> _The data_:
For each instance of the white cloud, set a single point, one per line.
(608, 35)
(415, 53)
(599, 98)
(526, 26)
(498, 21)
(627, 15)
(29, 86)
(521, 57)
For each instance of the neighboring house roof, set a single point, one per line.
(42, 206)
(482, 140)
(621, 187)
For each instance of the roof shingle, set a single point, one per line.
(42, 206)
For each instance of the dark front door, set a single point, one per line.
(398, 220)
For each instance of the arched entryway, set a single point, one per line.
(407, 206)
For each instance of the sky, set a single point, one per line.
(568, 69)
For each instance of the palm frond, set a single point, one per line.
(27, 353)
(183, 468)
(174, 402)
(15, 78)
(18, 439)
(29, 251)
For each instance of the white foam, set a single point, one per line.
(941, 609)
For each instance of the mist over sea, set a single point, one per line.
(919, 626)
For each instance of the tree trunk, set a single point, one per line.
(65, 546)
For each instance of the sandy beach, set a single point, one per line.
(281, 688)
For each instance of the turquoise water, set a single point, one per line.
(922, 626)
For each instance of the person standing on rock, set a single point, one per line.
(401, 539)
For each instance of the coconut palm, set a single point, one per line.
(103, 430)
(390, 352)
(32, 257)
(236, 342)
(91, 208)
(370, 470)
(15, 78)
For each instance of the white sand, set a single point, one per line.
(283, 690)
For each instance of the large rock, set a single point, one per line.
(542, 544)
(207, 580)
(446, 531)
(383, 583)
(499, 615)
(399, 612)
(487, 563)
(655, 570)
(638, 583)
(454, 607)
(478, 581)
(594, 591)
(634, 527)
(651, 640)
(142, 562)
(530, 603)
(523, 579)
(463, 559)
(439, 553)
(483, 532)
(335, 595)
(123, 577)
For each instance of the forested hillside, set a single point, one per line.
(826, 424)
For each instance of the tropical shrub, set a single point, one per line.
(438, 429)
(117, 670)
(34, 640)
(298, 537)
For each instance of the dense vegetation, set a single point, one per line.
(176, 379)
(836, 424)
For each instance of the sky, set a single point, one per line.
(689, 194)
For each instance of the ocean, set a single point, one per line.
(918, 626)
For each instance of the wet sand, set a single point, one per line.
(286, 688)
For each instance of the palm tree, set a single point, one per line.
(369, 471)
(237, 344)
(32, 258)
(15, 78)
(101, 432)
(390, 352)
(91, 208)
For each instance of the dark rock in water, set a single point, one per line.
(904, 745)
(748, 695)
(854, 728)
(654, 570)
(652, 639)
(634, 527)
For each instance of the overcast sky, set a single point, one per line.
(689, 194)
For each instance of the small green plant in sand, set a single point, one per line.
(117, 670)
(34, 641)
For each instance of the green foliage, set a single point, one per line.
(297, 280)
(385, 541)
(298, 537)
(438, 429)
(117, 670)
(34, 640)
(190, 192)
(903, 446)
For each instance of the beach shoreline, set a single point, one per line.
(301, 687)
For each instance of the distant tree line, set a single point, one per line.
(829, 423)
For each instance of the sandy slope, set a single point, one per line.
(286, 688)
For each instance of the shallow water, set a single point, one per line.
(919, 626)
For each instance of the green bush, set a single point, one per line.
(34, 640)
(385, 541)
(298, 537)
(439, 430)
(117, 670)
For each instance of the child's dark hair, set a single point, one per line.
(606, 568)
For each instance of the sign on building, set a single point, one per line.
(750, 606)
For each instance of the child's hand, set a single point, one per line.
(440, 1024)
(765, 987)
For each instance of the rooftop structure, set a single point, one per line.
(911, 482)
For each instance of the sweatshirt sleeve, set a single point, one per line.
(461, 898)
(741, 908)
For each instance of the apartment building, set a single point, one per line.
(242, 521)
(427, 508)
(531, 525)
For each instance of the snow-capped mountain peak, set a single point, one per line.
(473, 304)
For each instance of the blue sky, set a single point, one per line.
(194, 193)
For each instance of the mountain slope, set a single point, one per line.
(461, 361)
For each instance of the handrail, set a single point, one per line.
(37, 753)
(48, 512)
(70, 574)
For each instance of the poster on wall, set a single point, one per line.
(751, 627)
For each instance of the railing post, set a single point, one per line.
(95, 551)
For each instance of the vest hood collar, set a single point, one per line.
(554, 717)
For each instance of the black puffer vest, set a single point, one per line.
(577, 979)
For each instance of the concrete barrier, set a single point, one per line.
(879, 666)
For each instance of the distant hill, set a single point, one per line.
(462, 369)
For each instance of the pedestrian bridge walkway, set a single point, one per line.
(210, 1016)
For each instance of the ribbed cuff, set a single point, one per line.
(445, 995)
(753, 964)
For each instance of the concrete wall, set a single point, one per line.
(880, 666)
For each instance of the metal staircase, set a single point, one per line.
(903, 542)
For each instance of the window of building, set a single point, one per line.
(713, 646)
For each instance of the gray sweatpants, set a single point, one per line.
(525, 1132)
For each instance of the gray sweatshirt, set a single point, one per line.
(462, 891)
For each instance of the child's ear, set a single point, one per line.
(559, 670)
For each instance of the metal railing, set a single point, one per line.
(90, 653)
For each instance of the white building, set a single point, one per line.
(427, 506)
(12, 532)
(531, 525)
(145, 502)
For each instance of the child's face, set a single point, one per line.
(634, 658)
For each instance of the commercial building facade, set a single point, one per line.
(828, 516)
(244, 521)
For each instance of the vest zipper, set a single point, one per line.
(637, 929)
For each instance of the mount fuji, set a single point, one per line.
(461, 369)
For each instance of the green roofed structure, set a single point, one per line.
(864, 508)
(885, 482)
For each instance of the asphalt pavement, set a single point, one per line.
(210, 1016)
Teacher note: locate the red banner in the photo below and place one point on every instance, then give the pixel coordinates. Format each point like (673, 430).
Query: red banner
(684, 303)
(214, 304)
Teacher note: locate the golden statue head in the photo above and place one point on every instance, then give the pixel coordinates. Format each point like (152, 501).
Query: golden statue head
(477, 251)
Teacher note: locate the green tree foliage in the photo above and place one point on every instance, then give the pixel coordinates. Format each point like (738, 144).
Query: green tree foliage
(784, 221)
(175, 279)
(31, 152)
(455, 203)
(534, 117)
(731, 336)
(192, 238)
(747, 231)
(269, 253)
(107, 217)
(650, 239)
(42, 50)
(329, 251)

> _Problem requirements_:
The full listing, top to bottom: write it out again exactly.

> _Answer space_:
For each instance of the white cloud, set a single point, one per line.
(608, 35)
(415, 53)
(599, 98)
(526, 26)
(498, 21)
(627, 15)
(29, 86)
(521, 57)
For each instance of the neighboring house roof, set a single point, one per line.
(42, 206)
(482, 140)
(621, 187)
For each instance of the roof shingle, set a single point, one per line.
(42, 206)
For each instance of the dark front door, set a single point, one per line.
(398, 220)
For each instance of the arched entryway, set a single point, one per line.
(407, 206)
For each instance of the sky, set a single point, one per line.
(568, 69)
For each instance of the palm frond, set a single point, one per line.
(27, 353)
(183, 468)
(174, 402)
(15, 78)
(18, 439)
(29, 251)
For each instance of the white foam, set a single point, one per line.
(941, 609)
For each instance of the mist over sea, set a single point, one per line.
(919, 626)
For each instance of the tree trunk, set a single point, one per line.
(65, 546)
For each instance of the sandy beach, set a single point, one per line.
(281, 688)
For each instance of the turquoise water, set a single point, one per line.
(922, 626)
For each instance of the person standing on rock, set a single point, one per line.
(401, 539)
For each instance of the coconut palm, set a single point, one per line.
(103, 430)
(390, 352)
(32, 257)
(236, 342)
(91, 208)
(370, 470)
(15, 78)
For each instance of the white sand, set a single point, one per line.
(283, 690)
For each instance of the large rock, set a single point, one per line.
(542, 544)
(207, 580)
(446, 531)
(383, 583)
(499, 615)
(399, 612)
(487, 563)
(655, 570)
(638, 583)
(454, 607)
(478, 581)
(594, 591)
(634, 527)
(651, 640)
(142, 562)
(530, 603)
(523, 579)
(463, 559)
(439, 553)
(483, 532)
(335, 595)
(123, 577)
For each instance of the forested hillside, set a single point, one per line.
(826, 424)
For each instance of the tropical shrub, set a single point, one per line.
(438, 429)
(117, 670)
(34, 640)
(298, 537)
For each instance of the dense vegetation, set a single point, one per line.
(176, 379)
(836, 424)
For each instance of the sky, set a single point, one per line.
(689, 194)
For each instance of the ocean, set a single point, one per line.
(918, 626)
For each instance of the wet sand, set a single point, one per line.
(286, 688)
For each instance of the palm tree, set a single point, one per line.
(369, 471)
(237, 344)
(32, 258)
(15, 78)
(101, 432)
(390, 352)
(91, 208)
For each instance of the dark rock in water, set a single point, one per line.
(904, 745)
(748, 695)
(854, 728)
(654, 570)
(652, 639)
(634, 527)
For each instance of the overcast sky, set a single point, one per line.
(689, 194)
For each instance of the small green plant in sand, set a single point, one per line.
(117, 670)
(34, 641)
For each instance of the green foliage, set a single point, one per line.
(297, 280)
(385, 541)
(298, 537)
(438, 429)
(117, 670)
(34, 640)
(190, 192)
(903, 446)
For each instance of the beach shoreline, set a single point, one per line.
(301, 687)
For each instance of the distant tree line, set a single point, one per line.
(829, 423)
For each instance of the sandy slope, set a single point, one per line.
(286, 688)
For each instance of the shallow water, set a single point, one per line.
(919, 626)
For each instance of the green bush, set a single point, one per line.
(34, 640)
(385, 541)
(298, 537)
(439, 430)
(117, 670)
For each instance of the child's dark hair, set a single point, one per line.
(606, 568)
For each instance of the sign on building, set a single point, one per line.
(750, 606)
For each instance of the child's hand, set a single point, one per line.
(440, 1024)
(765, 987)
For each instance of the rooftop structure, set a single point, one per line.
(911, 482)
For each instance of the sweatshirt sleeve, set a single point, one per line.
(461, 898)
(741, 908)
For each instance of the apartment building, set a single point, one per line.
(242, 521)
(427, 508)
(531, 525)
For each instance of the snow-capped mountain peak, set a single point, one per line.
(473, 304)
For each instance of the blue sky, set a single point, one per line.
(194, 193)
For each instance of the mountain slope, set a single point, one per line.
(461, 361)
For each instance of the handrail, set a single point, one per line.
(37, 753)
(48, 512)
(70, 574)
For each instance of the poster on wall, set a single point, one per line.
(751, 627)
For each instance of the railing post, set a single point, one per line.
(95, 551)
For each instance of the vest hood collar, set a single point, one per line.
(554, 717)
For each instance of the black puffer vest, set a single point, one per line.
(577, 979)
For each instance of the concrete barrier, set a single point, one per line.
(879, 666)
For each instance of the distant hill, set a single point, one per line.
(462, 369)
For each instance of the pedestrian bridge walkway, set a single point, one per line.
(210, 1016)
For each instance of the ribbed cuff, set a single point, one per line.
(445, 995)
(753, 964)
For each instance of the concrete wall, set a single point, one per line.
(880, 666)
For each instance of the metal staircase, set a single point, one per line.
(903, 542)
For each instance of the window of building, set a single point, one per line.
(713, 646)
For each instance of the gray sweatpants, set a single point, one per line.
(525, 1132)
For each instance of the gray sweatshirt, set a single point, one per line.
(462, 891)
For each instance of the child's ear, set a single point, one per line.
(559, 670)
For each instance of the metal railing, set a single point, one per line.
(90, 653)
For each instance of the white building, set a single point, one per line.
(427, 506)
(12, 532)
(531, 525)
(145, 502)
For each instance of the child's face, set a single point, one per line.
(634, 658)
For each instance of the commercial building facade, set a single point, one per line.
(828, 516)
(244, 521)
For each instance of the vest zipper, set a single point, one per line.
(637, 929)
For each instance of the mount fuji, set a single point, one per line.
(461, 369)
For each instance of the green roofed structure, set a single point, one per line.
(864, 508)
(885, 482)
For each instance of the asphalt pavement, set a single point, one per line.
(210, 1016)
Teacher note: locate the red banner in the photo below and place one point on every instance, then give the pixel coordinates. Format each point like (673, 430).
Query: red banner
(684, 303)
(214, 304)
Teacher note: locate the golden statue head in the photo above and place one point on every instance, then give the pixel coordinates. Format each point like (152, 501).
Query: golden statue head
(477, 251)
Teacher note: locate the green tree foliage in the photo above and place one point on every instance, then give the pixel coordinates. Format each point like (738, 144).
Query: green tree foliage
(784, 221)
(175, 279)
(31, 152)
(455, 203)
(534, 117)
(731, 336)
(192, 238)
(747, 231)
(269, 253)
(107, 217)
(650, 239)
(42, 50)
(329, 251)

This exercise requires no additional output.